[About this exercise] Compute how many lines in the entries below include the string "ground". Only the number is wanted.

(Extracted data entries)
[Start of section]

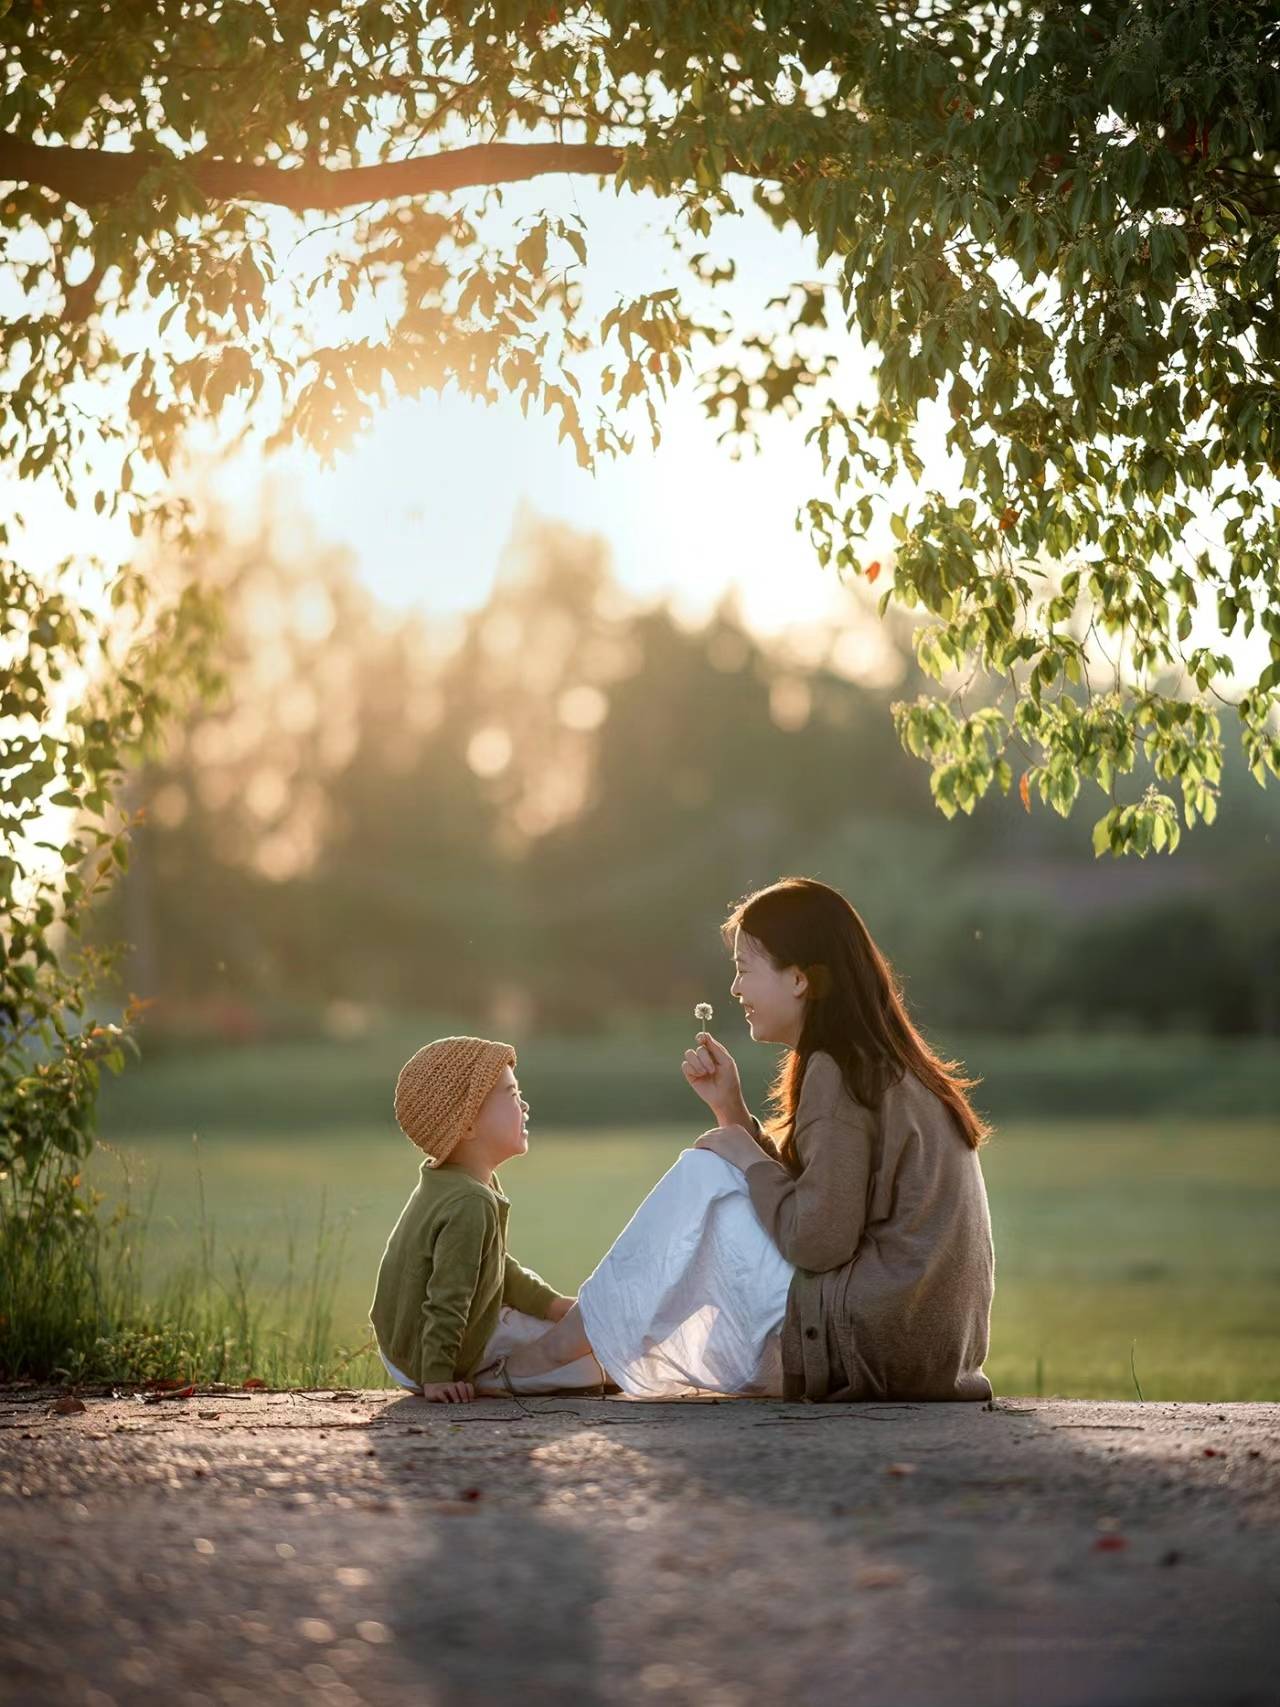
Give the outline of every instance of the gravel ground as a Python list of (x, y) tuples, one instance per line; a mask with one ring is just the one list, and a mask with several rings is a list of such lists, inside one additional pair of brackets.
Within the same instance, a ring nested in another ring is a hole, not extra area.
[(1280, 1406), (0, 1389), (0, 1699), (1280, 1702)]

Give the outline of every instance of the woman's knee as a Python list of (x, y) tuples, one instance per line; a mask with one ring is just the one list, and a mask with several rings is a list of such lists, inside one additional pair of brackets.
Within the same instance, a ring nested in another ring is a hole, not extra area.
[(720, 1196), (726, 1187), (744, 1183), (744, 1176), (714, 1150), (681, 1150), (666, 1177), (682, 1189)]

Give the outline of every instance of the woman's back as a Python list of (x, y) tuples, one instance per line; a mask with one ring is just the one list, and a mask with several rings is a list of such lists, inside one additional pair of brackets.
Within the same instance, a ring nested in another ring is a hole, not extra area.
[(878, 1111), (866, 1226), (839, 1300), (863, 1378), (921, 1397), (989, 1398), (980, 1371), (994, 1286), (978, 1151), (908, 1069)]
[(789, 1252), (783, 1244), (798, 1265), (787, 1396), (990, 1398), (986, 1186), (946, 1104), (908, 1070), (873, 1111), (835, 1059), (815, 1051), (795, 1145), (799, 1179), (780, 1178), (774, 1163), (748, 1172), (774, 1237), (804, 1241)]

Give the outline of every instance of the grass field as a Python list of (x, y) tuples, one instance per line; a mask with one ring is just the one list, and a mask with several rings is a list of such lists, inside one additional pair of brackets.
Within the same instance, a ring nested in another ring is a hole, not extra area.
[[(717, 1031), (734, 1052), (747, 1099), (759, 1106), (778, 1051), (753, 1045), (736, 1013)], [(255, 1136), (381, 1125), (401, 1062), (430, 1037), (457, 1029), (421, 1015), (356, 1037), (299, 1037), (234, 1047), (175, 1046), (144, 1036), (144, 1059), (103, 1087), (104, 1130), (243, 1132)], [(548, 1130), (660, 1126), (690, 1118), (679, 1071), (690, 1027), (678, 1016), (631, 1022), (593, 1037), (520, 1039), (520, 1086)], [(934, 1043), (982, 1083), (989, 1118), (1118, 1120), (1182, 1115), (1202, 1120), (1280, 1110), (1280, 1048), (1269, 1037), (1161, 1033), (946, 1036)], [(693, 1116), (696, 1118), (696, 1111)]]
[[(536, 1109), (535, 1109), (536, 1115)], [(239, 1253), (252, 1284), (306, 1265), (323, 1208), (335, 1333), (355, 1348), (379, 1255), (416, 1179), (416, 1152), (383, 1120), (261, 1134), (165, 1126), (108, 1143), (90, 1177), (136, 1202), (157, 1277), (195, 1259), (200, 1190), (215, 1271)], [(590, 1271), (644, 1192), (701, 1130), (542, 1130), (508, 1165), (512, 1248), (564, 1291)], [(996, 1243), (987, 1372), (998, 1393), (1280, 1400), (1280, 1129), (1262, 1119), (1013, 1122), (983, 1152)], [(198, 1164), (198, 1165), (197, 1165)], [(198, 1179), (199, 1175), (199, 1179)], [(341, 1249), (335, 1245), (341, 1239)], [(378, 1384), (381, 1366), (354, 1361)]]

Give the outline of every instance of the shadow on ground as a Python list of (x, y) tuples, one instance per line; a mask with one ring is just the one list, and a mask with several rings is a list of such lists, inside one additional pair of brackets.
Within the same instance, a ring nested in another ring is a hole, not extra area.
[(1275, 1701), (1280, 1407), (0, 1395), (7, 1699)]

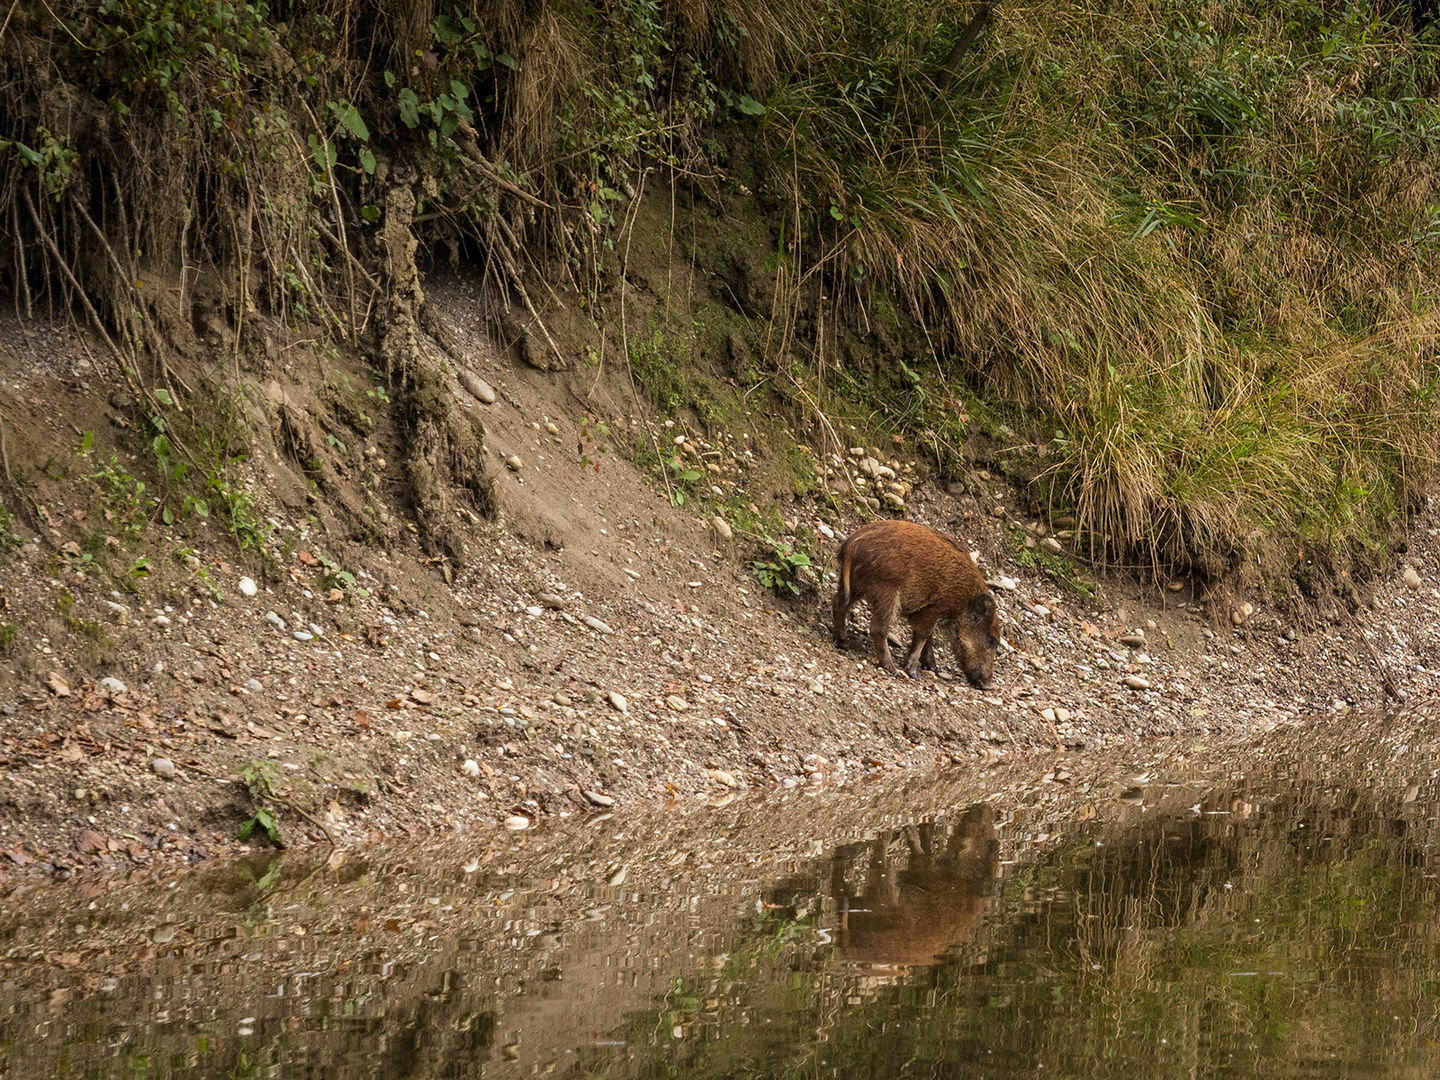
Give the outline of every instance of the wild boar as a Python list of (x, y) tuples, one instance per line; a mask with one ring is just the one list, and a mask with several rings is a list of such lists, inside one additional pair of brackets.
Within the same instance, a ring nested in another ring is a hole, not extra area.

[End of section]

[Written reply] 2